◆ **Written problem**:
Rescale the data from the line containing "Can you see the framed" through the end, and give only those lines. Repeat each one, requests included, with every answer coordinate multiplied by 1.25 and rounded to a whole number, halves rounding up.

◆ **Materials provided**:
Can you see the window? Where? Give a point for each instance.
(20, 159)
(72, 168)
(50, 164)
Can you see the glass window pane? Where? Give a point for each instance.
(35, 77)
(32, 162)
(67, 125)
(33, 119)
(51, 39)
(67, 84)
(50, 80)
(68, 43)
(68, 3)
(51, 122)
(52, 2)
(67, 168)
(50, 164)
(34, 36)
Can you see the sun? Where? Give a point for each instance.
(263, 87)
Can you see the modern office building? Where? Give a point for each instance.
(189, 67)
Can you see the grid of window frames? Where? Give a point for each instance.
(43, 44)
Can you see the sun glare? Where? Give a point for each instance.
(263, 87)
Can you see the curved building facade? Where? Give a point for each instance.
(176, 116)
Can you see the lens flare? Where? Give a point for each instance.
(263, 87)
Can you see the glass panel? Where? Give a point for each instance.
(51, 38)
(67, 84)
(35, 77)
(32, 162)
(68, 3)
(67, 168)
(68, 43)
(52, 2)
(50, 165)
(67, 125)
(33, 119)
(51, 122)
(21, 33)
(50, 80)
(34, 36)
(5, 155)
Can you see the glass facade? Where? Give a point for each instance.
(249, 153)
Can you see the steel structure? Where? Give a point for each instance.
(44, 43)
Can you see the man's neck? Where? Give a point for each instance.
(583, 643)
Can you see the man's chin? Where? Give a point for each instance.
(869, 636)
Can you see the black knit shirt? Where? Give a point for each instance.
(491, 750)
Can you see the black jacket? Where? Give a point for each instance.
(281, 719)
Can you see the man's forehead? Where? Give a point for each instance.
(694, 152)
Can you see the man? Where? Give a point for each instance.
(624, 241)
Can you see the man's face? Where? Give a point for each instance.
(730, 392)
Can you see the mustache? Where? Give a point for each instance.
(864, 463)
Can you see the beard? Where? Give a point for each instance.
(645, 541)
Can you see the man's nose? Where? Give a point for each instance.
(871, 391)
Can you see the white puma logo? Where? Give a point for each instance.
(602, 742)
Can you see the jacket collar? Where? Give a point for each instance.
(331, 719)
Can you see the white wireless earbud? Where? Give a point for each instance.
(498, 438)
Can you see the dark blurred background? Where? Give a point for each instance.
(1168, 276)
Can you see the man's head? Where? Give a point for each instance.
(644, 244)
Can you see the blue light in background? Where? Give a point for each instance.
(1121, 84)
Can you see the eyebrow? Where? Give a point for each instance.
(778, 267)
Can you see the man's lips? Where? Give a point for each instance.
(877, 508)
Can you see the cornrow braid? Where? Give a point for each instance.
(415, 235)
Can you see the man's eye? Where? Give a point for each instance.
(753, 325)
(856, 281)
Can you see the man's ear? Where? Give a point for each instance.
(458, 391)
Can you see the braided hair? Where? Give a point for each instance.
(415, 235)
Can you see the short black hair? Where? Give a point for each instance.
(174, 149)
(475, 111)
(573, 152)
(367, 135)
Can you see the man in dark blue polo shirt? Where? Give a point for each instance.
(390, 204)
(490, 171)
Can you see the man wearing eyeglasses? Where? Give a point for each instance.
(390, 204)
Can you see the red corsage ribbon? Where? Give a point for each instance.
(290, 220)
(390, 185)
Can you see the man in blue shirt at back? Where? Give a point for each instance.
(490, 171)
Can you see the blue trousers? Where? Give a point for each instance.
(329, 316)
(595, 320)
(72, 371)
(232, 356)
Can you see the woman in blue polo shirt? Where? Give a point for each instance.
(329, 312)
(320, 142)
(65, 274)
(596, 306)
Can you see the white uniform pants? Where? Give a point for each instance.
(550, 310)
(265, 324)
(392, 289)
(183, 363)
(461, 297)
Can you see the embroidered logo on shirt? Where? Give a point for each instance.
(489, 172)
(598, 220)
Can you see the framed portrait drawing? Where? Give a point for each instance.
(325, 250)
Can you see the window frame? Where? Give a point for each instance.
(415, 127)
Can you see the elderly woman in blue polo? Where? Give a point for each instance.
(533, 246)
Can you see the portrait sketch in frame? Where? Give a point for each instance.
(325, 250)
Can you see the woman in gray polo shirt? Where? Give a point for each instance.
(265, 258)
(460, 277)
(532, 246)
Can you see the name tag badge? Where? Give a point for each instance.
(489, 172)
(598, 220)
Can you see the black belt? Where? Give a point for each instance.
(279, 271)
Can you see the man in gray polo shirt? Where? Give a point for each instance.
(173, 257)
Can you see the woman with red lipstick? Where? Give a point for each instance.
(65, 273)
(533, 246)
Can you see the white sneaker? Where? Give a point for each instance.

◆ **The output**:
Can you see the framed portrait drawing? Where? Give a point for each instance.
(406, 313)
Can you see the window frame? Where? Give a point for each instance.
(519, 159)
Can you see the elderly woman in blue polo? Where? Give a point for each instance.
(666, 308)
Can you see the portrait sketch in frame? Where? Give a point for each instance.
(406, 313)
Can you see the woman in gray polo shirt? Where? Give a point for each instance.
(331, 323)
(575, 346)
(665, 308)
Can you see the name tag badge? Where? Give a point for each instance.
(611, 215)
(748, 275)
Can you see the black belt? Where? Give a point for each instance.
(349, 339)
Can you see the man in gray polo shirt? Where? Give a point for each instance.
(216, 321)
Can you see the woman with red lipstick? Where? Give a point for each instance.
(81, 341)
(666, 308)
Can you see the white sneaker? Where? Give a point for each instance.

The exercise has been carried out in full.